_Data for analysis_
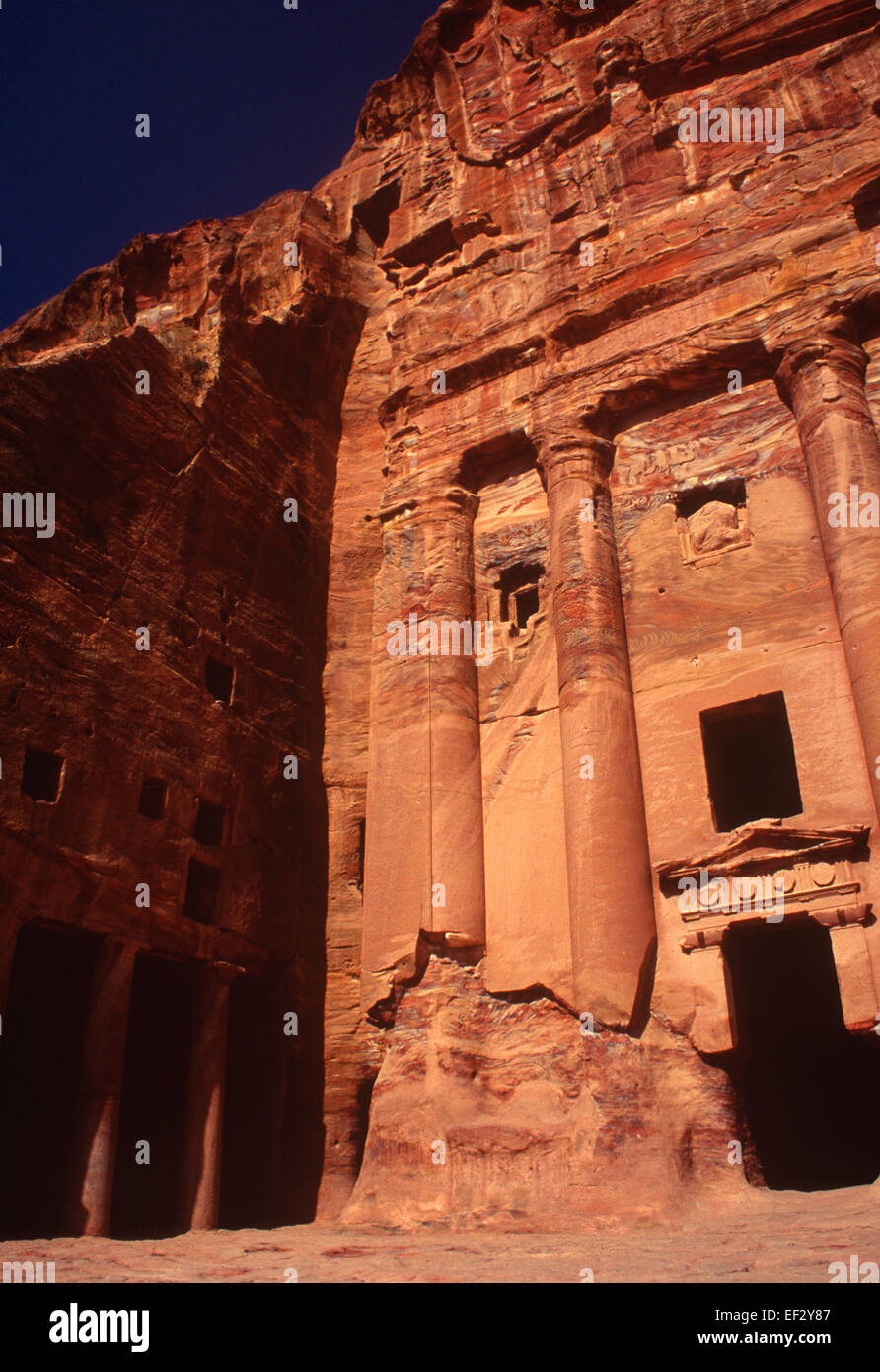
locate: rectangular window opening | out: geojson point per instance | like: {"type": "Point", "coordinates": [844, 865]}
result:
{"type": "Point", "coordinates": [41, 776]}
{"type": "Point", "coordinates": [750, 762]}
{"type": "Point", "coordinates": [154, 798]}
{"type": "Point", "coordinates": [218, 678]}
{"type": "Point", "coordinates": [201, 900]}
{"type": "Point", "coordinates": [210, 819]}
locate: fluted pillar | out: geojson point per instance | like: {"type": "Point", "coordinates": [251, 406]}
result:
{"type": "Point", "coordinates": [397, 861]}
{"type": "Point", "coordinates": [610, 899]}
{"type": "Point", "coordinates": [457, 847]}
{"type": "Point", "coordinates": [424, 864]}
{"type": "Point", "coordinates": [10, 925]}
{"type": "Point", "coordinates": [823, 379]}
{"type": "Point", "coordinates": [204, 1102]}
{"type": "Point", "coordinates": [94, 1151]}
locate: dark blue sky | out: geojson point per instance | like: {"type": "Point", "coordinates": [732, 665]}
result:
{"type": "Point", "coordinates": [246, 99]}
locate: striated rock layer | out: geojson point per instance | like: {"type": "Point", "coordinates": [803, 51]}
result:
{"type": "Point", "coordinates": [538, 362]}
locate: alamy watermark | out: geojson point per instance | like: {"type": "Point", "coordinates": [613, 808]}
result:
{"type": "Point", "coordinates": [31, 509]}
{"type": "Point", "coordinates": [754, 893]}
{"type": "Point", "coordinates": [714, 123]}
{"type": "Point", "coordinates": [442, 639]}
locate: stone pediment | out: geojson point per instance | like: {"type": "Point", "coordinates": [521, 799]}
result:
{"type": "Point", "coordinates": [768, 844]}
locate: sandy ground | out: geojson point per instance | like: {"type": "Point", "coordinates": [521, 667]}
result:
{"type": "Point", "coordinates": [778, 1238]}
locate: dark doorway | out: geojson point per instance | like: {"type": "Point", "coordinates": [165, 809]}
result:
{"type": "Point", "coordinates": [809, 1090]}
{"type": "Point", "coordinates": [39, 1051]}
{"type": "Point", "coordinates": [750, 762]}
{"type": "Point", "coordinates": [246, 1161]}
{"type": "Point", "coordinates": [147, 1195]}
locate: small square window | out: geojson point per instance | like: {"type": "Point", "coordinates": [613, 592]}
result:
{"type": "Point", "coordinates": [208, 827]}
{"type": "Point", "coordinates": [711, 519]}
{"type": "Point", "coordinates": [218, 678]}
{"type": "Point", "coordinates": [527, 604]}
{"type": "Point", "coordinates": [201, 899]}
{"type": "Point", "coordinates": [520, 594]}
{"type": "Point", "coordinates": [154, 798]}
{"type": "Point", "coordinates": [41, 776]}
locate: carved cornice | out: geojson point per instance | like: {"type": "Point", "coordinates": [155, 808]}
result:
{"type": "Point", "coordinates": [768, 844]}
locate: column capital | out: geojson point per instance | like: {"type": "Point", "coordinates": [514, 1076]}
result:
{"type": "Point", "coordinates": [579, 447]}
{"type": "Point", "coordinates": [833, 345]}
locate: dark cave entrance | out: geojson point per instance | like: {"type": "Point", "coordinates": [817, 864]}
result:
{"type": "Point", "coordinates": [147, 1195]}
{"type": "Point", "coordinates": [249, 1114]}
{"type": "Point", "coordinates": [39, 1051]}
{"type": "Point", "coordinates": [808, 1088]}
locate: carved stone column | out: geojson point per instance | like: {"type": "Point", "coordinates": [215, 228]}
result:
{"type": "Point", "coordinates": [204, 1101]}
{"type": "Point", "coordinates": [424, 865]}
{"type": "Point", "coordinates": [823, 379]}
{"type": "Point", "coordinates": [94, 1153]}
{"type": "Point", "coordinates": [10, 925]}
{"type": "Point", "coordinates": [397, 862]}
{"type": "Point", "coordinates": [457, 851]}
{"type": "Point", "coordinates": [612, 907]}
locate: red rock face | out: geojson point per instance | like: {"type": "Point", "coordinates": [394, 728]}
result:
{"type": "Point", "coordinates": [562, 358]}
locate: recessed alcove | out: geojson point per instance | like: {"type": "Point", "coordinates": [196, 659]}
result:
{"type": "Point", "coordinates": [220, 679]}
{"type": "Point", "coordinates": [711, 519]}
{"type": "Point", "coordinates": [210, 822]}
{"type": "Point", "coordinates": [154, 798]}
{"type": "Point", "coordinates": [520, 594]}
{"type": "Point", "coordinates": [41, 774]}
{"type": "Point", "coordinates": [201, 899]}
{"type": "Point", "coordinates": [750, 762]}
{"type": "Point", "coordinates": [808, 1090]}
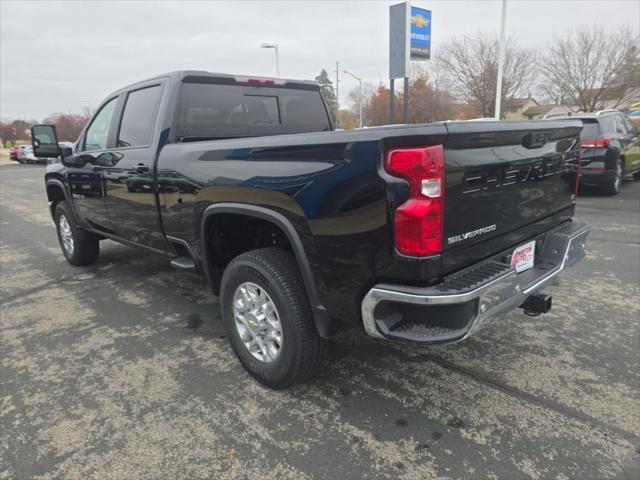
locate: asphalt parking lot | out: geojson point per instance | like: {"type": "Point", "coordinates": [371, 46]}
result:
{"type": "Point", "coordinates": [120, 370]}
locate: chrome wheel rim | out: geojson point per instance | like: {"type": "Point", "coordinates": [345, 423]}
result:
{"type": "Point", "coordinates": [257, 322]}
{"type": "Point", "coordinates": [65, 234]}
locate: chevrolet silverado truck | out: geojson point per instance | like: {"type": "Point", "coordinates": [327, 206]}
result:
{"type": "Point", "coordinates": [415, 233]}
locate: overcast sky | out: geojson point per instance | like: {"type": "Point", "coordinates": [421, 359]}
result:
{"type": "Point", "coordinates": [63, 56]}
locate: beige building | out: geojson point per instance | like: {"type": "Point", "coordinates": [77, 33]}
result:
{"type": "Point", "coordinates": [514, 108]}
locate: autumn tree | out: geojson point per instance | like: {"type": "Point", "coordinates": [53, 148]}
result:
{"type": "Point", "coordinates": [376, 108]}
{"type": "Point", "coordinates": [591, 68]}
{"type": "Point", "coordinates": [470, 64]}
{"type": "Point", "coordinates": [348, 119]}
{"type": "Point", "coordinates": [328, 93]}
{"type": "Point", "coordinates": [427, 103]}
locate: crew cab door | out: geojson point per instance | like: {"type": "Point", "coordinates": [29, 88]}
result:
{"type": "Point", "coordinates": [130, 185]}
{"type": "Point", "coordinates": [86, 183]}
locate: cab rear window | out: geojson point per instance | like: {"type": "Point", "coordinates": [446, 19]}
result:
{"type": "Point", "coordinates": [211, 111]}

_What you should do_
Among the entries above, count the lines that contain the word "carved" and give the number by itself.

_Answer to the problem_
2